Thursday, October 26, 2017

Halloween's Not The Only Scare

          Thanks, Brenda Harsham at Friendly Fairy Tales for hosting this Poetry Friday, the 'spookiest' one all year! Visit Brenda to read her poem about an unknown creature, at least what it is not. See if you can identify it yourself. 


       From Michelle H. Barnes at Today's Little Ditty: Click HERE to read this month's interview with Carrie Clickard. Carrie's DMC challenge is to write a poem about a person, place, or thing that spooked you as a child. This may be the longest I've ever gone to write for one of Michelle's guest's challenges. I have been busy, but usually that doesn't keep me from being inspired.         
        This time, I've dug into the memories for a spooky childhood tale, and nothing came to me, until this week. I do have worries, but few really scare me. Here's that one thing I finally remembered. My father was killed in World War II, my mother remarried and I had a wonderful step-father. My contact with my father's family became a summer visit for a couple of weeks or more. I've written about that time in other ways, love my memories of the visits. Those grandparents ran a self-sustaining farm. They grew most all their own food, kept horses, sheep, cattle, including dairy cows, chickens, geese, numerous cats and dogs. They didn't have hot water or an indoor toilet until I was in my teens. I loved every minute of my time there, except for one scary thing.
-.-.-
◆ **PROBLEMS TO SOLVE**
[1] Reproduce the part of the blog post starting at "Halloween's Not The" and ending at "identify it yourself.".
[2] Answer these questions from the blog post:
(a) Who is hosting this Poetry Friday?
(b) Who is the subject of this month's interview at Today's Little Ditty?
(c) What did the grandparents' farm lack until the writer was in their teens?
[3] Translate this sentence from the blog post into Spanish: "I loved every minute of my time there, except for one scary thing."

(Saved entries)
-.-.-
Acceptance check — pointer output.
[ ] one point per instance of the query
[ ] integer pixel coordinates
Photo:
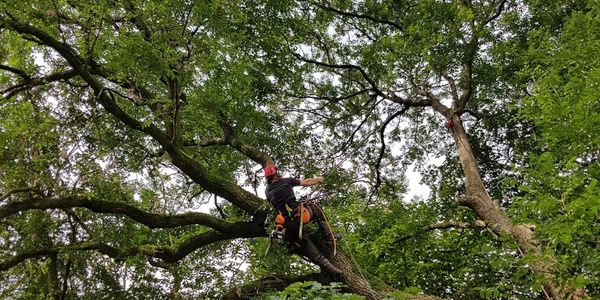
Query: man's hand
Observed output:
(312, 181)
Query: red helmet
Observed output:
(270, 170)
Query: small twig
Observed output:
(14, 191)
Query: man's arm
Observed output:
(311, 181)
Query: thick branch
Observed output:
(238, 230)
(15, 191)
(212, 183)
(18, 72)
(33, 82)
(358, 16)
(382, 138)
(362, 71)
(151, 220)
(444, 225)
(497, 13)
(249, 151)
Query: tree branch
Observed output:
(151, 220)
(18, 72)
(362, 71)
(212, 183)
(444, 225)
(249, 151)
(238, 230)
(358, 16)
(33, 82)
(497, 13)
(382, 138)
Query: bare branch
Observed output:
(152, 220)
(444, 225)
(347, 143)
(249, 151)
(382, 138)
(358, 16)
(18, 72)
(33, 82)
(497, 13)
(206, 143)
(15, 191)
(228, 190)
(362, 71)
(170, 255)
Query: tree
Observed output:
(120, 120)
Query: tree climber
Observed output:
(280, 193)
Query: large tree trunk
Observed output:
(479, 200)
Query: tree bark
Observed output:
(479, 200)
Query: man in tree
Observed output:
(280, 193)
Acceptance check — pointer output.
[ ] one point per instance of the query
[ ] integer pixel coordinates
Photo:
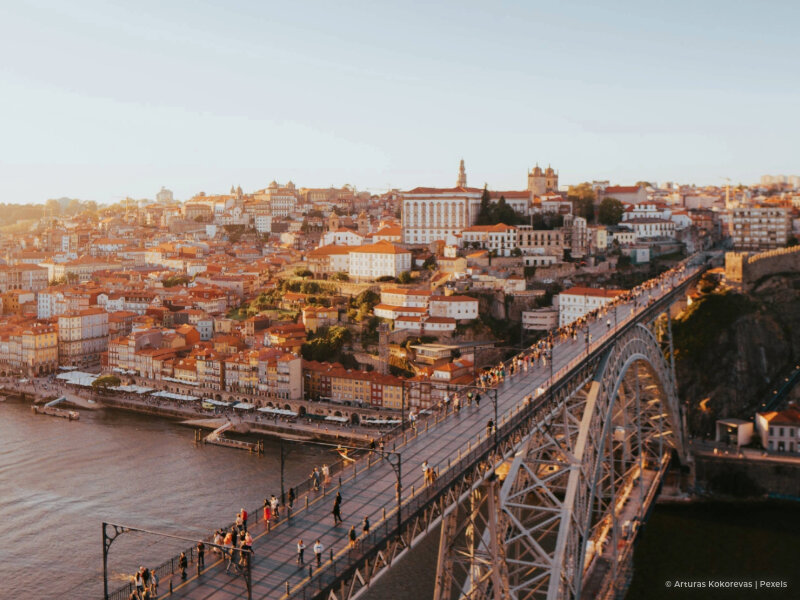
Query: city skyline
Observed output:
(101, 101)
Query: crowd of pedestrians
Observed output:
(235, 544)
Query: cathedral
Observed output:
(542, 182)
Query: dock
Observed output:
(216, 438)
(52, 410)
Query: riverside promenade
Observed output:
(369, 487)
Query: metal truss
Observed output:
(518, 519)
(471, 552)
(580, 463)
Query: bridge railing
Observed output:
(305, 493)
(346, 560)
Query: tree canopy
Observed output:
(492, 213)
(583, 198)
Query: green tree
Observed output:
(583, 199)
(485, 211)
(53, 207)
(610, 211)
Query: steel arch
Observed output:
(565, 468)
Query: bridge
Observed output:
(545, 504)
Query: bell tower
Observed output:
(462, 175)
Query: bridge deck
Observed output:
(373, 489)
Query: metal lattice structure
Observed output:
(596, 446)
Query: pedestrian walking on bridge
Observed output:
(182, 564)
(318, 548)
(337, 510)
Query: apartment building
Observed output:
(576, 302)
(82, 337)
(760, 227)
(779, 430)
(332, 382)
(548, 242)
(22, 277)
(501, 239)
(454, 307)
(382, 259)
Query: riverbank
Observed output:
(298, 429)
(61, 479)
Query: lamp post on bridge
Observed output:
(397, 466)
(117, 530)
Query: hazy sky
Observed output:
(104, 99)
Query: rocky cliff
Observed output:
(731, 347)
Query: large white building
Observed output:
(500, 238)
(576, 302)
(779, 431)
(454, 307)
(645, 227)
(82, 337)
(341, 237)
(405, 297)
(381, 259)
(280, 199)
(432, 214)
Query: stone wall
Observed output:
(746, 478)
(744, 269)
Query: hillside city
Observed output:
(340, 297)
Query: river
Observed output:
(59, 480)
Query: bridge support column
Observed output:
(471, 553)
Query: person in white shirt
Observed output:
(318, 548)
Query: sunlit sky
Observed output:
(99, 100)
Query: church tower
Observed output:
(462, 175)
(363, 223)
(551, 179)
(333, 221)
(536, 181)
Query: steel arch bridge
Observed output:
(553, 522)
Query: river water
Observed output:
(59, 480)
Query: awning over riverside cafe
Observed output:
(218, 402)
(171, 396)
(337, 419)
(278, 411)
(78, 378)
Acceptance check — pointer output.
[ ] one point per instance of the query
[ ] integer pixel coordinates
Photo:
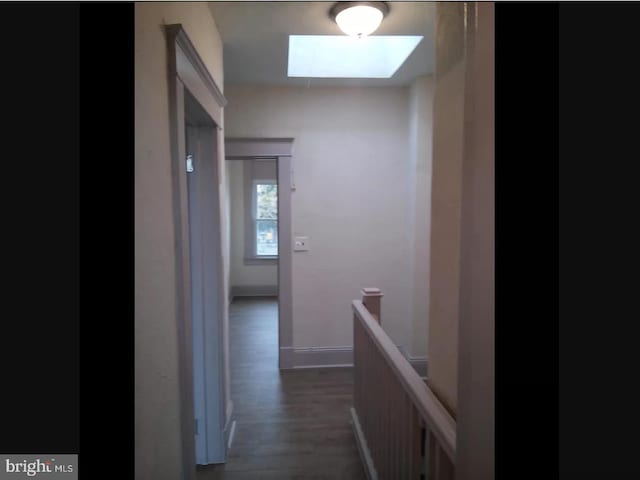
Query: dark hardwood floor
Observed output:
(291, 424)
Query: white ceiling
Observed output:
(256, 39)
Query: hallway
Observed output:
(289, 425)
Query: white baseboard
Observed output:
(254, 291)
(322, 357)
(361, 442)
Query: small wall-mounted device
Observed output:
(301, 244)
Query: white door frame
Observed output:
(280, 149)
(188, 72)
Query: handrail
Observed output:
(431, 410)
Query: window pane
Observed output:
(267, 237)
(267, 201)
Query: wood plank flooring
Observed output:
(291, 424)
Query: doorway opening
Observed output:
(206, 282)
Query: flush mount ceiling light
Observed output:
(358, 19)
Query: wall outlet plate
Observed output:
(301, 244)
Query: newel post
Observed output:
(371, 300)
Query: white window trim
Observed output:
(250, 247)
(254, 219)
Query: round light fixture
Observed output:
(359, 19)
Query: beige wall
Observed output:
-.-.-
◆ **WRITTEN ANSWERS**
[1]
Halloween's Not The Only Scare

          Thanks, Brenda Harsham at Friendly Fairy Tales for hosting this Poetry Friday, the 'spookiest' one all year! Visit Brenda to read her poem about an unknown creature, at least what it is not. See if you can identify it yourself.

[2]
(a) Brenda Harsham at Friendly Fairy Tales
(b) Carrie Clickard
(c) Hot water and an indoor toilet

[3] Me encantó cada minuto de mi tiempo allí, salvo por una cosa que me daba miedo.